Existem de fato conflitos entre direitos de propriedade e função social da propriedade?


A mais recente constituição do país (1988), nos trouxe um dispositivo que até então parecia inédito para as normas estatais: a função social da propriedade. Segundo tal conceito, uma propriedade deveria não apenas cumprir com seus aspectos formais (documentação, impostos, etc.), mas também de uma maneira material: esta deveria ser de alguma forma produtível e constantemente utilizada pelo seu proprietário.

Esta imposição legal vem sendo constantemente evocada por ativistas nas defesas jurídicas do Movimento dos Trabalhadores Rurais Sem Terra (MST), um dos casos mais bem-sucedidos nesse aspecto é o da Fazenda Primavera, cuja reintegração de posse foi legalmente negada pois o alegado proprietário não conseguiu provar que efetivamente mantinha posse sobre aquela propriedade.

» Dados disponíveis
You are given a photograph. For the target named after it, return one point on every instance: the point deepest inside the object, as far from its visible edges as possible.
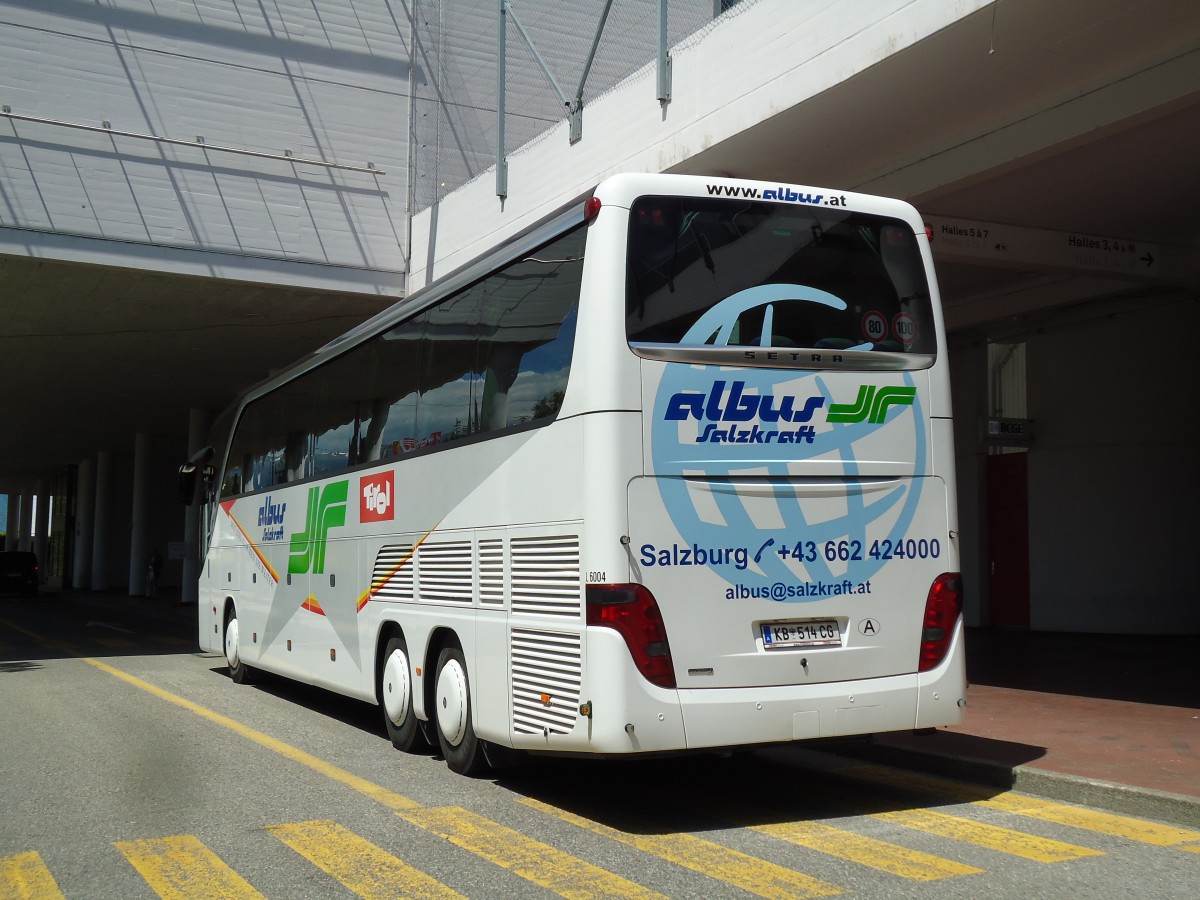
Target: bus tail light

» Instruções
Pode reproduzir, sem nenhuma alteração, a parte do trecho sobre a função social da propriedade que vai de "Esta imposição legal" até "sobre aquela propriedade.", inclusive?

» Resultado a seguir
Esta imposição legal vem sendo constantemente evocada por ativistas nas defesas jurídicas do Movimento dos Trabalhadores Rurais Sem Terra (MST), um dos casos mais bem-sucedidos nesse aspecto é o da Fazenda Primavera, cuja reintegração de posse foi legalmente negada pois o alegado proprietário não conseguiu provar que efetivamente mantinha posse sobre aquela propriedade.